Written task - Rewrite the data below with "concrete wall" changed to "cement wall" wherever it appears, keeping every other line intact. Leave the pictures out of the response.

● ● ● ●

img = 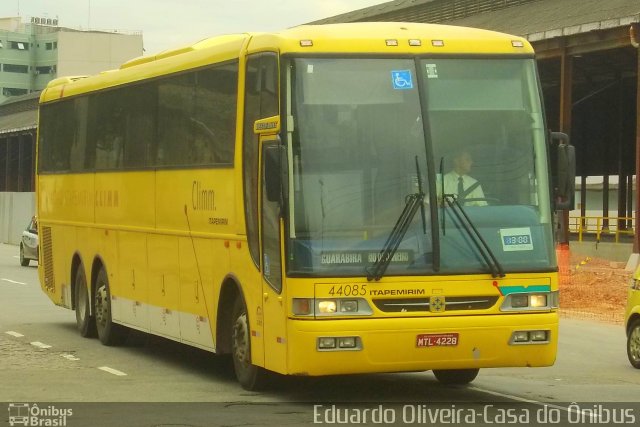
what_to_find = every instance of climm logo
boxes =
[191,181,216,211]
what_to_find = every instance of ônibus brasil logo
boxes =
[9,403,73,427]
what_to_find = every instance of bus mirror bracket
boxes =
[263,138,287,203]
[550,132,576,210]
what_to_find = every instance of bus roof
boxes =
[40,22,533,102]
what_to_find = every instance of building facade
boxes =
[0,17,142,102]
[0,17,143,244]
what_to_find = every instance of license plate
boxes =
[416,332,458,347]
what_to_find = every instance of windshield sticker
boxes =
[320,251,413,265]
[500,227,533,252]
[391,70,413,90]
[425,64,438,79]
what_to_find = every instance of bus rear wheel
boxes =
[433,369,480,385]
[74,265,96,338]
[231,298,267,390]
[20,243,29,267]
[95,267,127,346]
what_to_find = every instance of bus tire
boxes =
[95,267,127,346]
[231,297,267,390]
[433,369,480,385]
[74,265,96,338]
[20,243,30,267]
[627,319,640,369]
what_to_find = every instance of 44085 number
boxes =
[329,285,367,297]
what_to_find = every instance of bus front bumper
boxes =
[286,312,558,376]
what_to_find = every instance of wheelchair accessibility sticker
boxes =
[391,70,413,89]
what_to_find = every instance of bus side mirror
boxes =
[551,132,576,210]
[263,143,287,202]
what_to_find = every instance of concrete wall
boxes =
[58,31,143,76]
[0,192,36,245]
[569,241,633,262]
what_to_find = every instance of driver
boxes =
[444,150,487,206]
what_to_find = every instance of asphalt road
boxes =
[0,244,640,426]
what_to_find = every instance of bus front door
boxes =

● ● ● ●

Response -
img = 
what_to_find = every instance of climm logo
boxes =
[191,181,216,211]
what_to_find = every instance of ônibus brasil logo
boxes =
[9,403,73,427]
what_to_find = every instance of bus mirror bracket
boxes =
[263,138,287,203]
[550,132,576,210]
what_to_find = every instance of bus roof
boxes =
[40,22,533,102]
what_to_find = every instance of building facade
boxes =
[0,17,142,102]
[0,17,143,244]
what_to_find = every instance of license plate
boxes =
[416,332,458,347]
what_to_find = every instance of windshield sticker
boxes =
[320,251,413,265]
[500,227,533,252]
[391,70,413,90]
[425,64,438,79]
what_to_find = every instance of bus rear wheel
boxes =
[433,369,480,385]
[74,265,96,338]
[231,298,267,390]
[20,243,29,267]
[95,267,127,346]
what_to_find = every instance of bus tire
boxes =
[95,267,127,346]
[231,297,267,390]
[433,369,480,385]
[74,265,96,338]
[20,243,30,267]
[627,319,640,369]
what_to_find = every instance of 44085 number
boxes =
[329,285,367,297]
what_to_find = every instance of bus front bumper
boxes =
[286,312,558,376]
what_to_find = every instance of wheelchair accessibility sticker
boxes =
[391,70,413,89]
what_to_find = every instance of bus side mirror
boxes =
[551,132,576,210]
[263,143,287,202]
what_to_find = every instance of cement wall
boxes =
[58,31,143,76]
[0,192,36,245]
[569,241,633,262]
what_to_find = every instance of driver
boxes =
[444,150,487,206]
what_to_find = every instance of asphalt road
boxes =
[0,244,640,426]
what_to_find = every instance of bus front door
boxes =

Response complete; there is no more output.